◆ **GOAL**:
Copy out every one of the records below line for line, leaving out the pictures.
=== RECORD LIST ===
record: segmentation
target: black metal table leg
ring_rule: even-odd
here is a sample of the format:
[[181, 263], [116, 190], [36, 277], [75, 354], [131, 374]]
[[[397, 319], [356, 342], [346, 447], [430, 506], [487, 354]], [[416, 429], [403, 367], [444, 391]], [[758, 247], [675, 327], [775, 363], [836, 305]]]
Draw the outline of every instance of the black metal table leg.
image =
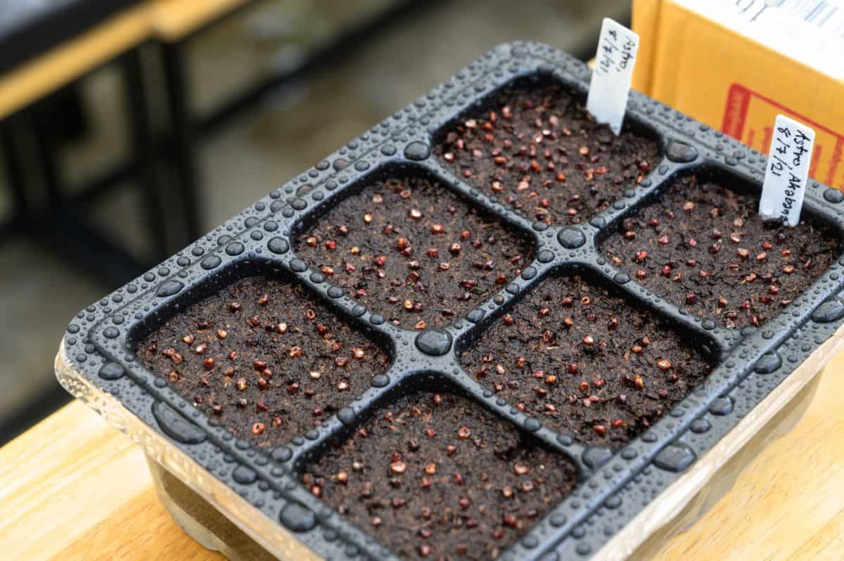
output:
[[170, 255], [171, 249], [175, 251], [176, 248], [170, 248], [167, 244], [165, 201], [155, 165], [149, 105], [139, 51], [133, 49], [127, 52], [122, 57], [120, 66], [123, 73], [127, 113], [132, 137], [132, 165], [143, 191], [145, 218], [149, 228], [149, 238], [156, 253], [155, 259], [164, 259]]
[[199, 179], [194, 139], [196, 132], [190, 109], [189, 80], [186, 75], [182, 43], [165, 43], [165, 79], [169, 101], [170, 134], [175, 148], [175, 164], [178, 175], [181, 209], [187, 226], [187, 235], [196, 240], [202, 233], [202, 213], [198, 197]]
[[26, 180], [21, 160], [23, 155], [16, 132], [14, 117], [0, 122], [0, 140], [3, 143], [3, 160], [6, 165], [6, 181], [12, 191], [14, 204], [14, 214], [10, 224], [26, 226], [30, 218], [30, 208], [26, 196]]
[[62, 172], [58, 162], [58, 146], [56, 132], [50, 122], [50, 113], [42, 111], [46, 104], [36, 104], [26, 111], [32, 131], [35, 137], [35, 149], [38, 154], [38, 167], [41, 180], [46, 190], [50, 212], [55, 212], [62, 205], [64, 190], [62, 188]]

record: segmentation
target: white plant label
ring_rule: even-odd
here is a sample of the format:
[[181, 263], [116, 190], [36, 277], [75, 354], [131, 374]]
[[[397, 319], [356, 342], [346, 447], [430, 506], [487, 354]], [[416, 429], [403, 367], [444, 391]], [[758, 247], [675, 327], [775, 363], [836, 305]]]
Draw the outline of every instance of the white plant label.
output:
[[609, 125], [615, 136], [621, 133], [638, 50], [639, 35], [603, 19], [586, 109], [598, 122]]
[[811, 127], [784, 115], [776, 116], [759, 201], [759, 214], [763, 218], [780, 219], [789, 226], [800, 222], [814, 144]]

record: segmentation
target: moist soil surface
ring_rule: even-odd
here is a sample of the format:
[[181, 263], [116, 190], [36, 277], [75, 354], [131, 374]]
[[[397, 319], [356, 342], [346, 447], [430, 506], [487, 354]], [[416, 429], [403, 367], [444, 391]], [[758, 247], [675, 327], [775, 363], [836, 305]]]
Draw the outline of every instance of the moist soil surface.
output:
[[378, 181], [300, 235], [296, 252], [387, 321], [455, 320], [517, 276], [530, 242], [425, 178]]
[[655, 314], [576, 276], [539, 284], [463, 353], [463, 363], [547, 427], [614, 448], [711, 371]]
[[469, 183], [549, 224], [588, 219], [659, 162], [657, 142], [626, 126], [614, 136], [560, 86], [506, 90], [447, 132], [437, 154]]
[[381, 409], [301, 481], [399, 557], [489, 559], [576, 476], [565, 456], [474, 402], [423, 393]]
[[690, 175], [622, 220], [602, 250], [654, 293], [730, 328], [776, 316], [839, 252], [829, 228], [765, 221], [755, 197]]
[[174, 316], [137, 354], [212, 421], [259, 446], [318, 426], [390, 364], [302, 287], [258, 277]]

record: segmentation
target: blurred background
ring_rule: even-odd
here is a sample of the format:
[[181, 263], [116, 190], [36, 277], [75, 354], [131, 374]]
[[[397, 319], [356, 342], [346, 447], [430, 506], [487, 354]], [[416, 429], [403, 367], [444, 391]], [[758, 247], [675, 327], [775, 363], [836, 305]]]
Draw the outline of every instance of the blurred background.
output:
[[630, 0], [3, 0], [0, 445], [79, 310], [490, 47], [594, 55]]

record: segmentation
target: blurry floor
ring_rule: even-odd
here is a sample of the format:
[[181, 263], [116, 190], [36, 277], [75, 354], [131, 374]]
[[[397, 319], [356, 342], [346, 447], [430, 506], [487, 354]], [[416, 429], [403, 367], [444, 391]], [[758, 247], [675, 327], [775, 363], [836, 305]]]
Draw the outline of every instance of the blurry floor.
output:
[[[329, 33], [327, 18], [291, 15], [305, 0], [265, 2], [201, 37], [191, 49], [197, 107], [210, 106], [237, 84], [300, 56], [291, 30]], [[358, 7], [357, 3], [348, 3]], [[365, 3], [384, 4], [385, 0]], [[597, 36], [601, 18], [625, 18], [629, 0], [441, 1], [391, 29], [306, 82], [268, 96], [247, 116], [203, 138], [201, 148], [205, 228], [223, 222], [318, 161], [385, 116], [412, 102], [484, 51], [517, 39], [579, 50]], [[348, 4], [347, 4], [348, 5]], [[118, 81], [101, 72], [85, 84], [94, 132], [69, 147], [69, 178], [83, 177], [125, 149]], [[0, 190], [0, 212], [8, 206]], [[94, 219], [138, 256], [149, 247], [137, 192], [104, 199]], [[119, 220], [114, 217], [121, 217]], [[124, 218], [125, 217], [125, 218]], [[0, 427], [52, 387], [52, 359], [69, 319], [115, 287], [38, 245], [0, 240]], [[2, 440], [2, 435], [0, 435]]]

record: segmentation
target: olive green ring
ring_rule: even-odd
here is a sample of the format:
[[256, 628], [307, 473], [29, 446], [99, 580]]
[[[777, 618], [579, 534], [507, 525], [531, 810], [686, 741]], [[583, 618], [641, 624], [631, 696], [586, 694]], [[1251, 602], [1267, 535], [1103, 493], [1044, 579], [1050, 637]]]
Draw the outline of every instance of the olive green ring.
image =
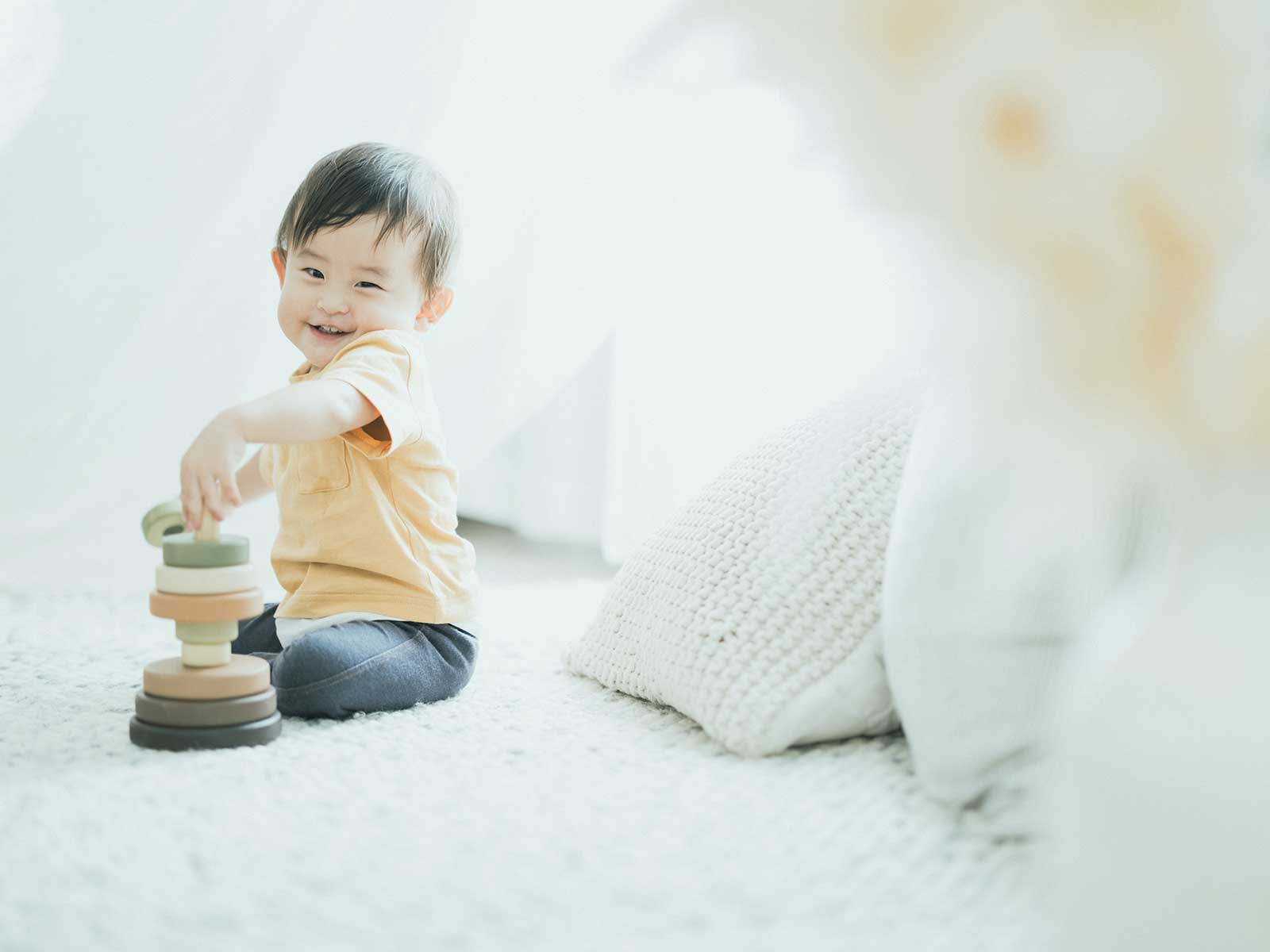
===
◆ **THE COMPLETED TASK**:
record: segmentation
target: black metal table leg
ring_rule: even-odd
here is a sample of the format:
[[181, 263], [116, 190], [36, 277], [75, 354], [131, 374]]
[[[397, 319], [356, 342], [346, 447], [430, 506], [487, 354]], [[416, 429], [403, 367], [444, 391]], [[758, 247], [675, 327], [775, 363], [836, 305]]]
Draw the outline of every instance of the black metal table leg.
image =
output:
[[170, 255], [171, 249], [175, 251], [176, 248], [170, 248], [167, 244], [165, 201], [155, 165], [149, 105], [139, 51], [133, 49], [127, 52], [122, 57], [120, 66], [123, 73], [127, 113], [132, 137], [132, 165], [143, 191], [145, 218], [149, 228], [149, 238], [156, 253], [155, 259], [164, 259]]
[[199, 179], [194, 139], [196, 132], [190, 109], [189, 80], [186, 75], [182, 43], [165, 43], [165, 79], [169, 101], [170, 134], [175, 148], [175, 164], [178, 175], [181, 209], [187, 226], [187, 235], [196, 240], [202, 233], [202, 213], [198, 197]]
[[26, 180], [21, 160], [23, 155], [16, 132], [14, 117], [0, 122], [0, 140], [3, 143], [3, 160], [6, 165], [6, 181], [12, 191], [14, 204], [14, 214], [10, 224], [26, 226], [30, 218], [30, 208], [26, 196]]
[[62, 172], [58, 162], [58, 146], [56, 132], [50, 122], [50, 113], [42, 111], [46, 104], [36, 104], [26, 111], [32, 131], [35, 137], [35, 149], [38, 154], [38, 167], [41, 180], [46, 190], [50, 212], [55, 212], [62, 205], [64, 190], [62, 188]]

record: segmentation
target: white plant label
ring_rule: even-odd
here is a sample of the format:
[[181, 263], [116, 190], [36, 277], [75, 354], [131, 374]]
[[[397, 319], [356, 342], [346, 447], [430, 506], [487, 354]], [[416, 429], [403, 367], [444, 391]], [[758, 247], [675, 327], [775, 363], [836, 305]]]
Draw the outline of every instance of the white plant label.
output:
[[609, 125], [615, 136], [621, 133], [638, 50], [639, 35], [603, 19], [586, 109], [598, 122]]
[[811, 127], [784, 115], [776, 116], [759, 201], [759, 214], [763, 218], [780, 219], [789, 226], [800, 222], [814, 144]]

record: segmentation
target: moist soil surface
ring_rule: even-odd
here is a sample of the format:
[[181, 263], [116, 190], [36, 277], [75, 354], [131, 374]]
[[[397, 319], [356, 342], [346, 447], [430, 506], [487, 354]], [[416, 429], [403, 367], [444, 391]], [[758, 247], [675, 327], [775, 363], [836, 305]]]
Draw the outline of every instance of the moist soil surface.
output:
[[378, 181], [300, 235], [296, 252], [387, 321], [455, 320], [517, 276], [530, 242], [425, 178]]
[[655, 314], [576, 276], [539, 284], [463, 353], [463, 363], [547, 427], [614, 448], [711, 371]]
[[469, 183], [549, 224], [588, 219], [659, 162], [657, 142], [626, 126], [614, 136], [560, 86], [506, 90], [447, 132], [437, 154]]
[[381, 409], [301, 481], [399, 557], [489, 559], [576, 476], [565, 456], [474, 402], [423, 393]]
[[690, 175], [622, 220], [602, 250], [654, 293], [730, 328], [776, 316], [839, 252], [829, 228], [765, 221], [755, 197]]
[[174, 316], [137, 354], [212, 421], [259, 446], [318, 426], [390, 364], [302, 287], [258, 277]]

record: segmentation
target: blurred background
ring_rule: even-odd
here is a sample of the format:
[[181, 263], [116, 190], [36, 277], [75, 354], [131, 374]]
[[[397, 319], [356, 342], [346, 447], [430, 506], [487, 354]], [[416, 429], [403, 367], [444, 391]], [[758, 247], [675, 327], [775, 363], [836, 305]]]
Draw the outline of every instance of the blurred background.
output:
[[630, 0], [3, 0], [0, 445], [79, 310], [490, 47], [594, 55]]

record: segmentation
target: blurry floor
ring_rule: even-odd
here is a sample of the format:
[[181, 263], [116, 190], [36, 277], [75, 354], [131, 374]]
[[[397, 319], [356, 342], [346, 447], [430, 506], [487, 354]], [[416, 429], [403, 367], [444, 391]], [[758, 247], [675, 327], [775, 363], [836, 305]]]
Draw the outline of every instance of the blurry floor.
output:
[[[329, 33], [327, 18], [291, 15], [305, 0], [265, 2], [201, 37], [191, 49], [197, 107], [210, 106], [237, 84], [300, 56], [291, 30]], [[358, 7], [357, 3], [348, 3]], [[365, 3], [384, 4], [385, 0]], [[597, 36], [601, 18], [625, 18], [629, 0], [441, 1], [391, 29], [306, 82], [268, 96], [247, 116], [203, 138], [201, 148], [205, 228], [223, 222], [318, 161], [385, 116], [412, 102], [484, 51], [517, 39], [579, 50]], [[348, 4], [347, 4], [348, 5]], [[118, 81], [101, 72], [85, 84], [94, 132], [69, 147], [69, 178], [83, 177], [125, 149]], [[0, 190], [0, 212], [8, 206]], [[94, 219], [138, 256], [149, 247], [137, 192], [104, 199]], [[119, 220], [114, 217], [121, 217]], [[124, 218], [125, 217], [125, 218]], [[0, 427], [52, 387], [52, 359], [69, 319], [115, 287], [38, 245], [0, 240]], [[2, 440], [2, 435], [0, 435]]]

record: segmentation
target: olive green ring
ring_rule: even-odd
here is a sample of the format:
[[256, 628], [307, 473], [29, 446], [99, 580]]
[[[777, 618], [579, 534], [507, 525], [531, 810], [686, 741]], [[583, 618], [641, 624], [631, 696], [586, 694]], [[1251, 602], [1267, 535], [1103, 493], [1044, 579], [1050, 637]]]
Draw the outline of every instance of the olive green ring.
image =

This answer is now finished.